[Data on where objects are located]
--

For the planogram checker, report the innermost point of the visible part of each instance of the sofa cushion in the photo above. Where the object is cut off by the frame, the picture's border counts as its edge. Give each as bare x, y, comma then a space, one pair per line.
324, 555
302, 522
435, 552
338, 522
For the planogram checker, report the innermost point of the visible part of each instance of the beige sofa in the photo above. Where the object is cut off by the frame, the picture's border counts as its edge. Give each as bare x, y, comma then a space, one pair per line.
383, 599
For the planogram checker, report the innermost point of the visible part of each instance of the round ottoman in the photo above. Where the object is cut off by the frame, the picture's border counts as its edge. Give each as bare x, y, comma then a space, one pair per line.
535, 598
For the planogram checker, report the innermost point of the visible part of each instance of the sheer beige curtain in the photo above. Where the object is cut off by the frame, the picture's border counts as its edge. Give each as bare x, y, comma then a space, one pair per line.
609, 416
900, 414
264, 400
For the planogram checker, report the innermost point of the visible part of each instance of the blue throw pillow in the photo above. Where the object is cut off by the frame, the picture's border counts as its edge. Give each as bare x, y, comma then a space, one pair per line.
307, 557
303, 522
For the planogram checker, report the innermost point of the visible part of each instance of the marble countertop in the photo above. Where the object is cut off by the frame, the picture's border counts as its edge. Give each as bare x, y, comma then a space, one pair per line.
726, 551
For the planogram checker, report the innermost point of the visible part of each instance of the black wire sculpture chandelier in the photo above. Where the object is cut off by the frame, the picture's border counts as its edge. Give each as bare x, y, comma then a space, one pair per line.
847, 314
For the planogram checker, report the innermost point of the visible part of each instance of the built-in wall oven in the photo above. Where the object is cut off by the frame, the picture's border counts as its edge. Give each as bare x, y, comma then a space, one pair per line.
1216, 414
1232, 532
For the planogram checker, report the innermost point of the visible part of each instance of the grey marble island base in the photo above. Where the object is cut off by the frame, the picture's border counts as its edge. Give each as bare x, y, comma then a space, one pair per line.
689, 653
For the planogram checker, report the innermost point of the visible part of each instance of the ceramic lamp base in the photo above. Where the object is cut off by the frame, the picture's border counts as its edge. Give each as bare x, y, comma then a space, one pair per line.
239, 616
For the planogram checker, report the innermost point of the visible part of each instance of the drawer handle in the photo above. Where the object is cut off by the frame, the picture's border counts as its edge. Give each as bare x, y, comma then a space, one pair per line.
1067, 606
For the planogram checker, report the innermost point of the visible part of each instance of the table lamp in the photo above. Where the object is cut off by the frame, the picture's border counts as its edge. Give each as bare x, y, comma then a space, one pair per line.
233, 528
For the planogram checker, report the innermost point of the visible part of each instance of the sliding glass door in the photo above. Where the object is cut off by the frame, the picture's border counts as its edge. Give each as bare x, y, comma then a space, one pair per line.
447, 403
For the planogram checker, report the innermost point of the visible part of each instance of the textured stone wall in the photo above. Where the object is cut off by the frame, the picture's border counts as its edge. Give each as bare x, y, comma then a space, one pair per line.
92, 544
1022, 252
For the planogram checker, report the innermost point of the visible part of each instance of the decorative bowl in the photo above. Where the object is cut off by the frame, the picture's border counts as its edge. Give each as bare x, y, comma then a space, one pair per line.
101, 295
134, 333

--

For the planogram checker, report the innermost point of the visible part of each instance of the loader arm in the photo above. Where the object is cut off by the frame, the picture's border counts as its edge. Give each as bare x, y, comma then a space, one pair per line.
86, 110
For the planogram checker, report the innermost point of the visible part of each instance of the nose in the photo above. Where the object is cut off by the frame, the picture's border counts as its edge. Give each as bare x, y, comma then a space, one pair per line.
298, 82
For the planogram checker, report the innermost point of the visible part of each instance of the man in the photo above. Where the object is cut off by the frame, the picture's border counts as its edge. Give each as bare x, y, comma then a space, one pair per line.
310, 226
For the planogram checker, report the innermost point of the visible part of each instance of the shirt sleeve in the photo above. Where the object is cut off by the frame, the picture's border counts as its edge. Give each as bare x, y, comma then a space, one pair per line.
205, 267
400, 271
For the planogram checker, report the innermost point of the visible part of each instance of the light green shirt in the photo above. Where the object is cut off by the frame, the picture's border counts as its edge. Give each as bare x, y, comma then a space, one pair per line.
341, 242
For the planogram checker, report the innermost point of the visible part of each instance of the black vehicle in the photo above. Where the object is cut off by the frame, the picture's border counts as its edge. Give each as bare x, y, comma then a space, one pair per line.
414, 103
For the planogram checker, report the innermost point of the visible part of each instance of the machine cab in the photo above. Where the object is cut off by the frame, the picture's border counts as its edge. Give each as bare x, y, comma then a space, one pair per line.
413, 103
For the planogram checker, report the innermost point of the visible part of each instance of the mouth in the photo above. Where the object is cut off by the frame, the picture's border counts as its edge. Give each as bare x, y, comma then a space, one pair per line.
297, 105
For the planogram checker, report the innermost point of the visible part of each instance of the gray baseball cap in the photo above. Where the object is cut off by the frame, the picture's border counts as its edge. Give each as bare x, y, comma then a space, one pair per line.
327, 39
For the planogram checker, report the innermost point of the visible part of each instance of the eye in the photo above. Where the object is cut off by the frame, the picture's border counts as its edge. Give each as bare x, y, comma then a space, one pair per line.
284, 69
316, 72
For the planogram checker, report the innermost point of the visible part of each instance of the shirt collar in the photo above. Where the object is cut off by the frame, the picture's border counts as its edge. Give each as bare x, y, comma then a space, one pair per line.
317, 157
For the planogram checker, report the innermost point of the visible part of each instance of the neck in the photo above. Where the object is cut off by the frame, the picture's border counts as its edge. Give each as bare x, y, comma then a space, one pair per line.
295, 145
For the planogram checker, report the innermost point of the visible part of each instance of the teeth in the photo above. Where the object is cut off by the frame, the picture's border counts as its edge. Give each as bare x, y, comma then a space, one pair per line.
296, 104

--

Locate every line in the data above that contains the word "black" and copy each such line out in full. Matching is case-sensitive.

For the planogram checker, report the innermost point of the visible part of each instance of the black wire sculpture chandelier in the photo above. Where the object is cut off by the frame, the picture's border counts as its edge. Give each as bare x, y, comma then a space, one pair per line.
For the planogram checker, report the innermost point of the visible part of each instance of the black vehicle in the photo above. Where the object is cut off by the frame, the picture's border counts as its edge. Give each as bare x, y, comma then a space, one pair per line.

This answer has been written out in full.